Input material:
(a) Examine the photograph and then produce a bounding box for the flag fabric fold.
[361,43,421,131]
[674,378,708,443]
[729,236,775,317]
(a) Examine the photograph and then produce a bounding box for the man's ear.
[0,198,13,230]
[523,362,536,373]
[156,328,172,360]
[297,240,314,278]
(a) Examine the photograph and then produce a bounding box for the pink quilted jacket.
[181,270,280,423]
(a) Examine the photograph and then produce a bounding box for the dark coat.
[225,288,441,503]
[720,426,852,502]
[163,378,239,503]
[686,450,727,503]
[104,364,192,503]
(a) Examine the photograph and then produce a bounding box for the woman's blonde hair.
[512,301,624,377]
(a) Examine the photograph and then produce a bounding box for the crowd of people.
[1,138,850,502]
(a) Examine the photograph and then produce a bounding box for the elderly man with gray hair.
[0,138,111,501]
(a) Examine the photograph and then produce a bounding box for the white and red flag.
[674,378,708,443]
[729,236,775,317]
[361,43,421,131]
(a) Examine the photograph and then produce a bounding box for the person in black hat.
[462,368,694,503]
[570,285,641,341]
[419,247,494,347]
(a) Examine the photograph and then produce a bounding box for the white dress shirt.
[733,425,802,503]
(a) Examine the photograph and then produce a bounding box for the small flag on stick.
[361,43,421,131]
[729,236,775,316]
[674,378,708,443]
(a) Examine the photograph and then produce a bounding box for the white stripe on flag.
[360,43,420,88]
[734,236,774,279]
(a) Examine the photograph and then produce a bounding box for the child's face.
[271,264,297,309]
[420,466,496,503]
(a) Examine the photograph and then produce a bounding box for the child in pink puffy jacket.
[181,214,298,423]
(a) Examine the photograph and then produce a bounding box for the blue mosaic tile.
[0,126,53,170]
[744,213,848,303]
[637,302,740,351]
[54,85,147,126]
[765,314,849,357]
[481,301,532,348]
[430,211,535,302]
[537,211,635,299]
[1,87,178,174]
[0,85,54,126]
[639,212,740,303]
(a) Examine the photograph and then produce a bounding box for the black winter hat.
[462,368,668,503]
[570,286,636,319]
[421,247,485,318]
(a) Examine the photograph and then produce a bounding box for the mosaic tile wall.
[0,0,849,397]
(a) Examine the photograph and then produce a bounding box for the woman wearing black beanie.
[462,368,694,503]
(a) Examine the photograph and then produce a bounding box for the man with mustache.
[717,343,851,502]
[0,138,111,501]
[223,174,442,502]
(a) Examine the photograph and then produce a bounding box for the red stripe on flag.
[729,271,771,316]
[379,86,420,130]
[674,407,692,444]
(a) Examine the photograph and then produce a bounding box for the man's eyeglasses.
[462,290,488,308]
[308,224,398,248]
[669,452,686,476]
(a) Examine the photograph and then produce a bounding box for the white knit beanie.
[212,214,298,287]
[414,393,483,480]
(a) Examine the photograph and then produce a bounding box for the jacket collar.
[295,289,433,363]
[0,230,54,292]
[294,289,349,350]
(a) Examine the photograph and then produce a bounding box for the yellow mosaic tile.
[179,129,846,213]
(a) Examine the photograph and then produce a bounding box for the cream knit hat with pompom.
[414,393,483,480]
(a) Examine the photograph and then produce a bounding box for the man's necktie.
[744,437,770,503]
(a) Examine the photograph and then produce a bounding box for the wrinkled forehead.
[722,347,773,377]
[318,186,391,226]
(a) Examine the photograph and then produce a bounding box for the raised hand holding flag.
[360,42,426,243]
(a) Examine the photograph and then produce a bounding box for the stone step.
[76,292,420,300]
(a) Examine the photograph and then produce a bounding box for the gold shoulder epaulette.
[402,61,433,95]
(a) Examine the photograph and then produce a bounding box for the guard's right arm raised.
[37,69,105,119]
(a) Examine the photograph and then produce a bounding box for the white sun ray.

The problem:
Retype the complete listing exactly.

Exercise answer:
(a) Examine the photograph and then produce a bounding box for the flag fabric fold.
[361,43,421,131]
[674,378,708,443]
[729,236,775,317]
(a) Examine the photograph and then produce a bounding box for the man's ear.
[0,198,13,230]
[523,362,536,373]
[156,328,172,360]
[297,240,314,278]
(a) Examine the photograph and then produce a bounding box for the pink quilted jacket.
[181,270,280,423]
(a) Examine the photograph and then produce a bounding box for the dark coat.
[225,288,441,503]
[720,426,852,502]
[163,378,239,503]
[686,450,727,503]
[104,364,192,503]
(a) Examine the photograph and then produce a bounding box for the woman's blonde hair.
[512,301,624,377]
(a) Examine the photograph and then produce a bounding box for the crowd of people.
[1,138,850,502]
(a) Examine the photograph and then produce a bounding box for the elderly man with gray hair.
[0,138,111,501]
(a) Examine the photograph and then produce a bounding box for the white and red flag.
[674,378,708,443]
[729,236,775,317]
[361,43,421,131]
(a) Examine the photograph and then produce a bounding box for the person in black hat.
[462,368,694,503]
[570,285,641,341]
[419,247,494,347]
(a) Examine the photograph and then produce a bounding box for the white dress shirt.
[733,425,802,503]
(a) Examine the photograph and then produce a bounding box for the small flag on stick.
[361,43,421,131]
[729,236,775,316]
[674,378,708,443]
(a) Examine the photograph and then produce a bounding box for the white stripe on flag.
[360,43,420,88]
[734,236,774,279]
(a) Examine the photograph and then produce a bounding box for the child's face.
[271,264,297,309]
[420,466,496,503]
(a) Examine the photograph and then produce a bounding box for the child in pink puffy jacket.
[181,214,298,423]
(a) Examine the photograph and then produce a bounding box for the blue mosaic tile.
[0,126,53,170]
[744,213,848,303]
[637,302,740,351]
[54,85,147,126]
[765,314,849,357]
[481,301,532,348]
[430,211,535,302]
[537,211,635,299]
[1,87,178,174]
[0,85,54,126]
[639,212,740,303]
(a) Examine the photograph and then produce a bounding box for the black winter hat.
[462,368,668,503]
[570,286,636,319]
[421,247,485,318]
(a) Examine the photograph and then produce a bounding box for the mosaic tile wall.
[0,0,849,397]
(a) Examine the photograph and then produce a bounding box for the woman wearing black beanie.
[462,368,694,503]
(a) Examine the photograph and then produce a bounding box for the man with mustache.
[717,343,851,502]
[0,138,111,501]
[223,174,442,502]
(a) Examine the photograph and then produce a bounding box for the red stripe on flag.
[729,271,771,316]
[379,86,420,130]
[674,407,692,444]
(a) Examine the photograph and then produce a bounding box for the man's eyeglasses.
[462,290,488,308]
[308,224,398,248]
[669,452,686,476]
(a) Examine the photograph and then produce a bounding box for the white knit beanie.
[212,214,298,287]
[414,393,483,480]
(a) Examine the photograph and then produce a bounding box for the jacket collar.
[295,289,433,363]
[0,230,54,292]
[294,289,349,350]
(a) Examine the photograph and then produce a bounding box for the yellow mosaic tile.
[179,129,846,213]
(a) Examine the photograph and then produce a bounding box for the cream knit hat with pompom.
[414,393,483,480]
(a) Examine the photograph and then produce a bounding box for the man's necktie.
[744,437,770,503]
(a) Examine the photograph and then produce a bounding box for the wrinkled forehead.
[722,347,773,377]
[318,186,391,226]
(a) Examine the photograph and then produce a bounding box for the raised hand holding flag.
[360,42,426,243]
(a) Examine the photograph and then produce a bounding box for the stone step.
[76,292,420,300]
(a) Examine the photograph and then produce a bounding box for the gold shoulder epaulette.
[402,61,433,95]
(a) Examine the photograph and then produce a bounding box for the guard's right arm raised.
[37,69,105,119]
(a) Examine the photograph and then produce a bounding box for the white sun ray.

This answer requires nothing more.